§ **Task to complete**: In the entries below, start at the line containing "Q: For each instance of the electrical" and end at the line containing "x=586, y=351", both included. Output those lines as a JSON list of strings, one string per line, leaving out blank lines.

§ **Task material**:

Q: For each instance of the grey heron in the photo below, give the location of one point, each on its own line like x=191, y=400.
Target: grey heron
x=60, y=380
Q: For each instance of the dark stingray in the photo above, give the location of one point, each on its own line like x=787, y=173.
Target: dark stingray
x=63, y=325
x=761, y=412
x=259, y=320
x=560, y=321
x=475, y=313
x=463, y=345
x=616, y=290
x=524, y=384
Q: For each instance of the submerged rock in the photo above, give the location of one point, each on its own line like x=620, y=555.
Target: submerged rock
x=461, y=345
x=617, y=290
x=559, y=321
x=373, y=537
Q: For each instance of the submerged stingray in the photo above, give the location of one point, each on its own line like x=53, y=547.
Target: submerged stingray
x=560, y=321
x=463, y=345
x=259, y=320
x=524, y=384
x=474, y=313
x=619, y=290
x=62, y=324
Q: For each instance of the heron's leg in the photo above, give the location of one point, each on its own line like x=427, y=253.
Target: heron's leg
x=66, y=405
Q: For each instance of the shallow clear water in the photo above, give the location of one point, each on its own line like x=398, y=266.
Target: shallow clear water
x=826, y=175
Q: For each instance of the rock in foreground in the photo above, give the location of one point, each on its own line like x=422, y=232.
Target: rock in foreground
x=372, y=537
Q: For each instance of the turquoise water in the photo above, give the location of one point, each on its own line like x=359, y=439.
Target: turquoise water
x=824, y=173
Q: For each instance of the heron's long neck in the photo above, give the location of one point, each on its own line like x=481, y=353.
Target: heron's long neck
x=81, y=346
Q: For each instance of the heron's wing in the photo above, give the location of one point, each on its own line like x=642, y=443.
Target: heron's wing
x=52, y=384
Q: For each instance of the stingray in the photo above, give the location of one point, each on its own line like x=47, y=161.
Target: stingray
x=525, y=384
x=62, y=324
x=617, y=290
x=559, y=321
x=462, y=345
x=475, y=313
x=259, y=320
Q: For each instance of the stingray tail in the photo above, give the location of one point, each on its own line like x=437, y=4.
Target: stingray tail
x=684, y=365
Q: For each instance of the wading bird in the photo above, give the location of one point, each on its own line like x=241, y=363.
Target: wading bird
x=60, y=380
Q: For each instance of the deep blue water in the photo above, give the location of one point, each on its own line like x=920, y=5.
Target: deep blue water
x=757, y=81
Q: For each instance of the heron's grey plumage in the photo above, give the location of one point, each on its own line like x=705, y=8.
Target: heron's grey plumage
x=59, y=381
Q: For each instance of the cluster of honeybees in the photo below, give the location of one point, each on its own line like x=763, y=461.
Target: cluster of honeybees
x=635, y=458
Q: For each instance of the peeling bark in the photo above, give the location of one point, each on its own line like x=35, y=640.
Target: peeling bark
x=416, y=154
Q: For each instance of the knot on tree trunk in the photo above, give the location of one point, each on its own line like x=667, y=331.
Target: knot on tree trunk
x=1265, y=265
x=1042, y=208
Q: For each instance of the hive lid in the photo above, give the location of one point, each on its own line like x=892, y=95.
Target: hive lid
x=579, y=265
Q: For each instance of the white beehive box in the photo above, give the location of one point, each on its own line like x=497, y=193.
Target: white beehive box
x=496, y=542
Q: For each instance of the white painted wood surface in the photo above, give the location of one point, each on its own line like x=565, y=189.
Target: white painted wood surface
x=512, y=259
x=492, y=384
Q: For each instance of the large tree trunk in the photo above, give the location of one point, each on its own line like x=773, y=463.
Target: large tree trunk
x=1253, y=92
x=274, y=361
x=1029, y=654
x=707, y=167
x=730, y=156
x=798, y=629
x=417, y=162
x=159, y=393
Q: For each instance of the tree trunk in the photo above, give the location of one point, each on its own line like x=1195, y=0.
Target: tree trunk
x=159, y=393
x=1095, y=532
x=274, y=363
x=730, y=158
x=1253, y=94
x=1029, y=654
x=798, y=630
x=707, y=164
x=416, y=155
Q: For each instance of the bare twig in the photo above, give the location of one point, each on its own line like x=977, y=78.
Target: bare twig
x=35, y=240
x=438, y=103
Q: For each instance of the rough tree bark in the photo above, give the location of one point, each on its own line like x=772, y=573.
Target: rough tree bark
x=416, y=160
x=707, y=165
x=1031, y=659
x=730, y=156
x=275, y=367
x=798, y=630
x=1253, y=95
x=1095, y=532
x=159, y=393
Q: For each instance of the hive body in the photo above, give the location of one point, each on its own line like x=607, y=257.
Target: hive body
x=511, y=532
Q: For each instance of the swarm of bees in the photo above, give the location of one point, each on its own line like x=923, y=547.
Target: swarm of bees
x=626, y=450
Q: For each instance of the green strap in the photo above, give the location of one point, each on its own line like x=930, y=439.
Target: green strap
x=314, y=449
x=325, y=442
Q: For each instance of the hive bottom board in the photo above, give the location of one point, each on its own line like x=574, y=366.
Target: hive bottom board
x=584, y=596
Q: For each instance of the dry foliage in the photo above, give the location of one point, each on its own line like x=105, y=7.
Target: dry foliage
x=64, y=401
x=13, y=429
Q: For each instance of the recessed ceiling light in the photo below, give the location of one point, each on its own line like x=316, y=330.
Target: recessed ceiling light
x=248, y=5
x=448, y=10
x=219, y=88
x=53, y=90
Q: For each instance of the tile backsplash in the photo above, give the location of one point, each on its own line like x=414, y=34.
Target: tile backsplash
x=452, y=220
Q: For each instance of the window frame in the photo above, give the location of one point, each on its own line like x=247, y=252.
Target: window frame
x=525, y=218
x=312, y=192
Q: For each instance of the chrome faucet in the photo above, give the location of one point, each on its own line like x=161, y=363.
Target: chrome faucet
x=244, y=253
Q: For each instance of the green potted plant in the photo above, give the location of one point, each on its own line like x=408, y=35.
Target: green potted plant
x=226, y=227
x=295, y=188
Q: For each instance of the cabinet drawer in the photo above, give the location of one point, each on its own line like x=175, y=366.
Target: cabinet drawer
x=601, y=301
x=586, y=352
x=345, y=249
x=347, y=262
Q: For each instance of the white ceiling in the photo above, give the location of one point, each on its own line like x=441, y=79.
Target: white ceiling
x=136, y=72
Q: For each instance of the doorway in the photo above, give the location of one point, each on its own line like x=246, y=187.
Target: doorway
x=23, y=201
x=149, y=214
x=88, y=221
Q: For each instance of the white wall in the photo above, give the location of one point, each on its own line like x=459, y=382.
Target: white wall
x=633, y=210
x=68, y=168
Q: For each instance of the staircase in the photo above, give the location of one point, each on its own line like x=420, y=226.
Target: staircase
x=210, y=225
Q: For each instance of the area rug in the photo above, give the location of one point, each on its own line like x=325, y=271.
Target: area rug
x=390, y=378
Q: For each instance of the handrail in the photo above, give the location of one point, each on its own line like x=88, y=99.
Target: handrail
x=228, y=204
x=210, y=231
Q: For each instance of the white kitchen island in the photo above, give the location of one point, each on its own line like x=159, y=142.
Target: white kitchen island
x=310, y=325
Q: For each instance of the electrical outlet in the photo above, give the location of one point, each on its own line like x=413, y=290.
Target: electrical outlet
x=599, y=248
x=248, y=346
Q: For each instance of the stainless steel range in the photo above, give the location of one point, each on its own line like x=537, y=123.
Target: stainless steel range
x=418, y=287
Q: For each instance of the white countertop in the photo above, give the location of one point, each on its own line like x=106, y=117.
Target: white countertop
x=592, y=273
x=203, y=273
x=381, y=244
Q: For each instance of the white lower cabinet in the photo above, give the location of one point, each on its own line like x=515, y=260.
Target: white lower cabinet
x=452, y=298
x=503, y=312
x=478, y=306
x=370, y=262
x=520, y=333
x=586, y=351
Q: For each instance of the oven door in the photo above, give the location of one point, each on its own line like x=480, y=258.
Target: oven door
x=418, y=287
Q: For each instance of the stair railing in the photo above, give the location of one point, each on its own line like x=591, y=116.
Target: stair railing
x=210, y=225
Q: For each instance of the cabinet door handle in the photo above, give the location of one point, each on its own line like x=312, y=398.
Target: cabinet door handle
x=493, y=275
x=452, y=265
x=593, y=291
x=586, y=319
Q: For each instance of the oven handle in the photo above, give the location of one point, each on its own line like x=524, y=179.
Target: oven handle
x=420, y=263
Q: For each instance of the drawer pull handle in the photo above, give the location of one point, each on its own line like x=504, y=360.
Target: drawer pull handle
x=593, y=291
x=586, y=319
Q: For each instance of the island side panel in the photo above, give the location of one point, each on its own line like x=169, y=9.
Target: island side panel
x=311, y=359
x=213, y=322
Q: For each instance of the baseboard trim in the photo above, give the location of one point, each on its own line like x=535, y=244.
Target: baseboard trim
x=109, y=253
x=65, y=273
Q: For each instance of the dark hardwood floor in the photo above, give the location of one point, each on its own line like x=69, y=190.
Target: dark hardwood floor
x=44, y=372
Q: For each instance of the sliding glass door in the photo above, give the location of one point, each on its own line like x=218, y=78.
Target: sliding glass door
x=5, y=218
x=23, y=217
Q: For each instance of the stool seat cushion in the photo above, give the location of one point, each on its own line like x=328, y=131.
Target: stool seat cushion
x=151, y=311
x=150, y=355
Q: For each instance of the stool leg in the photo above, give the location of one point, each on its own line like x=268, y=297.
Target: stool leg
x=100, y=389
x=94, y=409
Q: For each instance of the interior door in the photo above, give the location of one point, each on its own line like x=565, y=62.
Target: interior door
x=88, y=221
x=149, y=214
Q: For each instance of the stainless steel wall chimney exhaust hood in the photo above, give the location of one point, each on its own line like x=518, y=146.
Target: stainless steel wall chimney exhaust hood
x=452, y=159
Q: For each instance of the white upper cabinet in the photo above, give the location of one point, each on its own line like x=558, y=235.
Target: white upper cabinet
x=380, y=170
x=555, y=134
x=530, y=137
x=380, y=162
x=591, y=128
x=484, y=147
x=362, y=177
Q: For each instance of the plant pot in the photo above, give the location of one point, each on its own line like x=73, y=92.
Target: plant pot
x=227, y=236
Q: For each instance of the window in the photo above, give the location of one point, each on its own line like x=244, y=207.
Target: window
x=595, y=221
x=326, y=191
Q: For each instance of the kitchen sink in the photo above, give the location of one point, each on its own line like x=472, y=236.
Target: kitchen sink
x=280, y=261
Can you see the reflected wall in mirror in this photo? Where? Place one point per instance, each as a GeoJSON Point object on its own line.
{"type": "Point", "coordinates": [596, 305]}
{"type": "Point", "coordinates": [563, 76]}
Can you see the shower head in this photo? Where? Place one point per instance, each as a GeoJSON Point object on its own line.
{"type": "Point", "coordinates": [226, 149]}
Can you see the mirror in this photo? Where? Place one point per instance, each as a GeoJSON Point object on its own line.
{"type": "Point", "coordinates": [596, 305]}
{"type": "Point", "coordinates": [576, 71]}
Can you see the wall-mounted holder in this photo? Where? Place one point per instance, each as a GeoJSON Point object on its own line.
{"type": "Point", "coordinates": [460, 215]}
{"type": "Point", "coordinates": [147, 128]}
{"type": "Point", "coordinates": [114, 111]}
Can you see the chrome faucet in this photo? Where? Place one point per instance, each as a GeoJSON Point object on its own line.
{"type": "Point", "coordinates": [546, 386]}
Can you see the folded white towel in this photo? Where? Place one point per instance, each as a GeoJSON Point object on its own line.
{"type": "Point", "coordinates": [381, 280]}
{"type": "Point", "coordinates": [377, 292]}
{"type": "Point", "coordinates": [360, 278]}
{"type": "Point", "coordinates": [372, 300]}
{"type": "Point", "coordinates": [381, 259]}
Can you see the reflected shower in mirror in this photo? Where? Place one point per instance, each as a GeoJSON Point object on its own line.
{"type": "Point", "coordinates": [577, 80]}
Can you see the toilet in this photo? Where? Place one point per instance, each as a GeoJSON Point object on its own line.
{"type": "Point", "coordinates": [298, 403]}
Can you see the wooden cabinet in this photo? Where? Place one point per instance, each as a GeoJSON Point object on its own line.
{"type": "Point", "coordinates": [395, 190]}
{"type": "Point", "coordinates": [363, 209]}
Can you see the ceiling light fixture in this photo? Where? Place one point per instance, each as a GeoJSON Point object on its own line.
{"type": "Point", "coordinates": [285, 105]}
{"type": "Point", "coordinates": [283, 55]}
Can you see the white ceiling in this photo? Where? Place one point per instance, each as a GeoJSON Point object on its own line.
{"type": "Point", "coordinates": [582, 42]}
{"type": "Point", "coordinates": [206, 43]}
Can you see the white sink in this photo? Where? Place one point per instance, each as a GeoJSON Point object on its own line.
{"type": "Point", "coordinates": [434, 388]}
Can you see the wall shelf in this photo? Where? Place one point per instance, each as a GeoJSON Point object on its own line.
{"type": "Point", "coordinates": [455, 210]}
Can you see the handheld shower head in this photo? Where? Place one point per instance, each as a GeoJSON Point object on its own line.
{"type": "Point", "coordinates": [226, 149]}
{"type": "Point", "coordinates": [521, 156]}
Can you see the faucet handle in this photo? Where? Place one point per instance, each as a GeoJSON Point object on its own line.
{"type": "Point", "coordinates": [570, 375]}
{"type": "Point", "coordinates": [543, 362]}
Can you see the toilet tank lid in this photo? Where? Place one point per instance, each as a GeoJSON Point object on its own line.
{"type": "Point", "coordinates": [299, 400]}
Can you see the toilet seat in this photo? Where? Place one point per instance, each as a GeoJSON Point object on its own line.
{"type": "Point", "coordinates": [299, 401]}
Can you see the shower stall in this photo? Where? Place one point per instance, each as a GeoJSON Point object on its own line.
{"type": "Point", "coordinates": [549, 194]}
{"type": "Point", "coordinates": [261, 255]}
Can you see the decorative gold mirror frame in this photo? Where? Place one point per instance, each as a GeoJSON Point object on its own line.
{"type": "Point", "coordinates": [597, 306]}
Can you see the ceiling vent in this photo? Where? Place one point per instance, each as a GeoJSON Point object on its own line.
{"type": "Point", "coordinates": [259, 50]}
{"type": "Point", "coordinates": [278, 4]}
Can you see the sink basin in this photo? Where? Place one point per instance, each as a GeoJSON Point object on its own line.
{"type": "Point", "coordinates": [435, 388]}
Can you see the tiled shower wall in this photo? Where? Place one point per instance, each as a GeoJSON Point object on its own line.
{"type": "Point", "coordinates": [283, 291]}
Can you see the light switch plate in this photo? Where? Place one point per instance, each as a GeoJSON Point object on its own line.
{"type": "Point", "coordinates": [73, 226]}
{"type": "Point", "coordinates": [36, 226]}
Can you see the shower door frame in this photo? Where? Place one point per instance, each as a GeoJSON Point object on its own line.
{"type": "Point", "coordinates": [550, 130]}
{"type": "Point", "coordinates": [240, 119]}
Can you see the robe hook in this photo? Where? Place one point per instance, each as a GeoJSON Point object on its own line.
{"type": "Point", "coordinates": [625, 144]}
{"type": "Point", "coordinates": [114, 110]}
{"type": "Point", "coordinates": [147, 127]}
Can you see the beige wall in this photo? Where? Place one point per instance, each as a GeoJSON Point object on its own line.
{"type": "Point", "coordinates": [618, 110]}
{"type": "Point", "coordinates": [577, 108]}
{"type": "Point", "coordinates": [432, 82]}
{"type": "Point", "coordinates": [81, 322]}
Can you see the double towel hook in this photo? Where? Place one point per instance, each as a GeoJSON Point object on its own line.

§ **Answer below**:
[
  "Q: For each instance of the electrical outlet in the photo above, give the location of one point, each on its own line like x=413, y=290.",
  "Target: electrical outlet",
  "x=599, y=248",
  "x=248, y=346",
  "Q: For each instance of the stainless steel range in the photo above, give the location of one point, each on its own line like x=537, y=123.",
  "Target: stainless steel range",
  "x=418, y=287",
  "Q: For each instance of the white countertop in the photo above, give the location of one point, each on its own line like x=106, y=117.",
  "Target: white countertop",
  "x=592, y=273",
  "x=203, y=273",
  "x=381, y=244",
  "Q: For each instance of the white lower cabinet in the photo above, give the location of one point, each on its own line like x=515, y=260.",
  "Target: white lower cabinet",
  "x=452, y=298",
  "x=503, y=312",
  "x=478, y=306",
  "x=370, y=262",
  "x=520, y=333",
  "x=586, y=351"
]